▶ Exercise details: Your copy should begin at the line containing "Query: blue ocean water" and end at the last line of the records; transcribe those lines exactly and leave out every picture.

▶ Data extract:

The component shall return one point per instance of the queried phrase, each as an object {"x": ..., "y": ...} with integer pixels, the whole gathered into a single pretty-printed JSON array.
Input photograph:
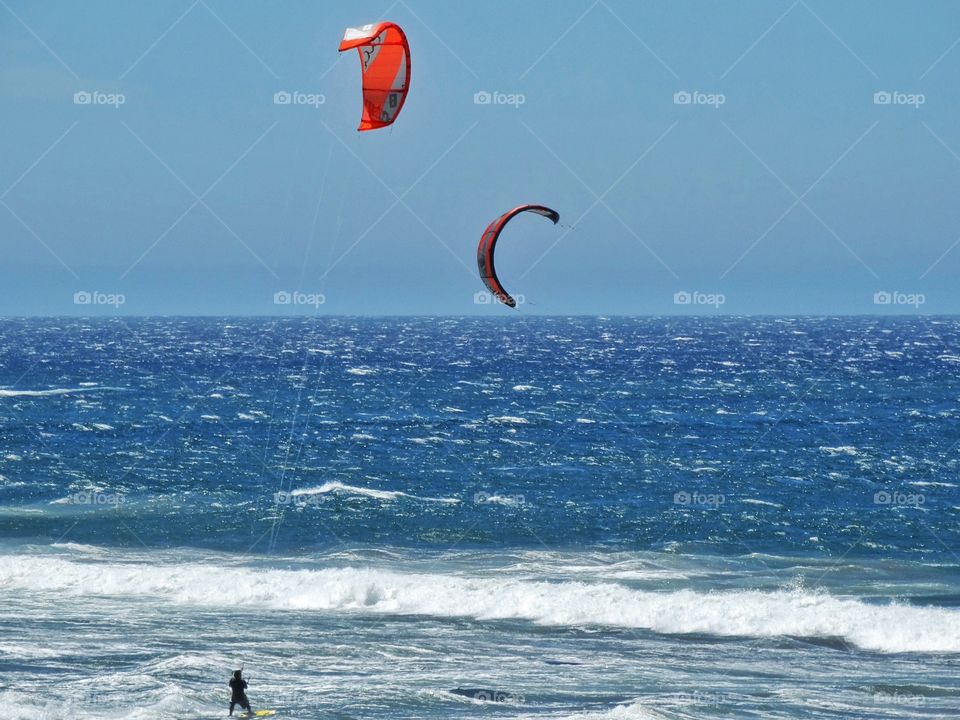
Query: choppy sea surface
[{"x": 517, "y": 518}]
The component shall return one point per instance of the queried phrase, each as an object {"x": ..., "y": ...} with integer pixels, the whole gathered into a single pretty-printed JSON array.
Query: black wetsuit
[{"x": 238, "y": 686}]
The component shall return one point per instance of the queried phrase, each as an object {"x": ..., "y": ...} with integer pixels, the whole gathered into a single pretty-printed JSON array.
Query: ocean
[{"x": 524, "y": 517}]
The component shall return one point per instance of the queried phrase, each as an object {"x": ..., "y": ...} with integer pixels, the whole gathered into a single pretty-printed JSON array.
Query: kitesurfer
[{"x": 238, "y": 688}]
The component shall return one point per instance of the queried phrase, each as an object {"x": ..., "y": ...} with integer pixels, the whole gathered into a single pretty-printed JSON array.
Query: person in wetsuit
[{"x": 238, "y": 689}]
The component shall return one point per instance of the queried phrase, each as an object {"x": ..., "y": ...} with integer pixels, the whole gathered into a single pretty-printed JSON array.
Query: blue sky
[{"x": 784, "y": 186}]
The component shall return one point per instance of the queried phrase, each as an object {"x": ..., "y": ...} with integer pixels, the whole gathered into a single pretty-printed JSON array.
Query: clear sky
[{"x": 784, "y": 185}]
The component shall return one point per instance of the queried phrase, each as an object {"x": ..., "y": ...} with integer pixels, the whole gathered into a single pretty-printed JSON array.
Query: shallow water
[{"x": 585, "y": 517}]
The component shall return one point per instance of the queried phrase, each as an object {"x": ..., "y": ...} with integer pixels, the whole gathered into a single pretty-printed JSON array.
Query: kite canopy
[
  {"x": 385, "y": 59},
  {"x": 488, "y": 243}
]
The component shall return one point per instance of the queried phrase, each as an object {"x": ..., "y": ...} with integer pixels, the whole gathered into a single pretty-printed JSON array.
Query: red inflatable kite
[
  {"x": 385, "y": 58},
  {"x": 488, "y": 243}
]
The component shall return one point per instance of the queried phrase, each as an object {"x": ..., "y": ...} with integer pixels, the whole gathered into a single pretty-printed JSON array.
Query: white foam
[
  {"x": 330, "y": 487},
  {"x": 839, "y": 450},
  {"x": 889, "y": 628},
  {"x": 509, "y": 420}
]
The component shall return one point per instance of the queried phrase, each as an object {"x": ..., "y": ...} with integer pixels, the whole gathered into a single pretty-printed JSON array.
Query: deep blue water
[{"x": 685, "y": 517}]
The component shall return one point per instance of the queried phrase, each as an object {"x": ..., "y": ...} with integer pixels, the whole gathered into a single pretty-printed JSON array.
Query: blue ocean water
[{"x": 550, "y": 517}]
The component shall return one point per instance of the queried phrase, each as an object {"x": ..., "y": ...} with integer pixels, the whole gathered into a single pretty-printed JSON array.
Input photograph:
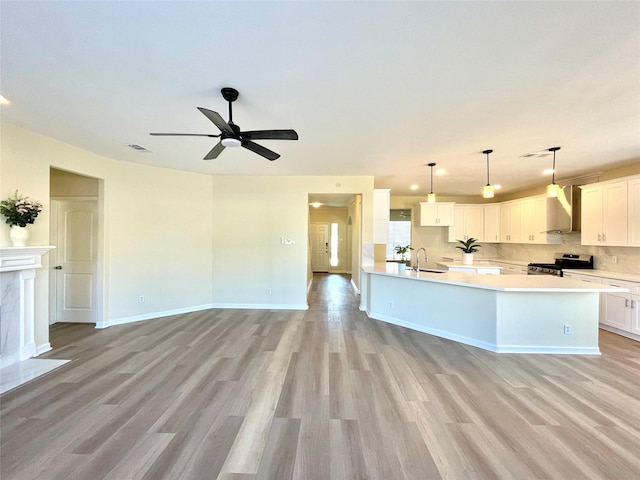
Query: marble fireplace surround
[{"x": 17, "y": 302}]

▶ Result of this task:
Query: blue ocean water
[{"x": 550, "y": 517}]
The component shall return one point per instance of the queried phrase, each as an object {"x": ..., "y": ...} with integer pixels, the whole gathered into a single pretty-printed JSON array.
Input photograph:
Query: marble fireplace surround
[{"x": 17, "y": 302}]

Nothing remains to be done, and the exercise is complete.